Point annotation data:
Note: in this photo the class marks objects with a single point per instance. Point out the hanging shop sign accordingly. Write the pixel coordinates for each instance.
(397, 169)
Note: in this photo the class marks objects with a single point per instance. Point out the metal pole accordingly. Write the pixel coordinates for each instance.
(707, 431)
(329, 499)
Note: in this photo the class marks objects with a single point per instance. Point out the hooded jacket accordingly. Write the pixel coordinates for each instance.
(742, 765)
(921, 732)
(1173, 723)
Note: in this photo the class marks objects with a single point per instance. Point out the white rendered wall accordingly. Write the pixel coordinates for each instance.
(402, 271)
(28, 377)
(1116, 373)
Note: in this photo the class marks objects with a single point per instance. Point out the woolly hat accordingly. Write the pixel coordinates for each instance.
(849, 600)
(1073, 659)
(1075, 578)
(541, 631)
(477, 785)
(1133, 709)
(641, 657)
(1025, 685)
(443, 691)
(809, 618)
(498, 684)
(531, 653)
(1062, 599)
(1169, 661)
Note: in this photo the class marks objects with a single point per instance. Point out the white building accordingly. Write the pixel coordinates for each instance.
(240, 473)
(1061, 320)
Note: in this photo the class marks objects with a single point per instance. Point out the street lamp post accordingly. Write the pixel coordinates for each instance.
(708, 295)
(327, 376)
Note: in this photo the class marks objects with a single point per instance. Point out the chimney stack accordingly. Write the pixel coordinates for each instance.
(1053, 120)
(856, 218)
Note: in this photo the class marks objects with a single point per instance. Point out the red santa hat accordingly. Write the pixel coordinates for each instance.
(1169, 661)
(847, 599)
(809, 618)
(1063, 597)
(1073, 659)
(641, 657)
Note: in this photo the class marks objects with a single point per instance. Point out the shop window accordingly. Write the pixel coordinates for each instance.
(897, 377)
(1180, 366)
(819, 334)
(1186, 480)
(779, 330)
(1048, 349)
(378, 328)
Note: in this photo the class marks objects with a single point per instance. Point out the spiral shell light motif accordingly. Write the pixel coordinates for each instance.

→ **EXERCISE AIM**
Copy every line from the one containing "out the street" through the end of the data, inclusive. In the answers, shift each pixel coordinate by adding 45 to both values, and leave all other text unchanged.

→ **WORKED SOLUTION**
Note: in this photo the class marks objects with a single point per instance. Point out the street lamp post accordingly. Write the pixel coordinates for each instance.
(753, 340)
(372, 421)
Note: in this photo the class marks objects with a single point per instance. Point out the chimney stack accordingly. Write the pixel coordinates for each instance.
(1098, 165)
(901, 263)
Note: in this photo the class marks objects with a single point per instance. Point out the red santa hat accordingly. Write the pixel coordinates for each instance.
(1214, 706)
(892, 644)
(854, 663)
(1108, 642)
(1118, 704)
(686, 702)
Note: in this photo the class marks objects with a single point per instance. Point out the shop window accordingly. Write the pixel coordinates for each instance.
(942, 422)
(1225, 411)
(864, 379)
(1231, 525)
(824, 375)
(1093, 394)
(423, 373)
Note: in this photo the class marks objects with a single point per instance. Point out the spiral shell light motif accordingly. Write the pixel coordinates for each instance.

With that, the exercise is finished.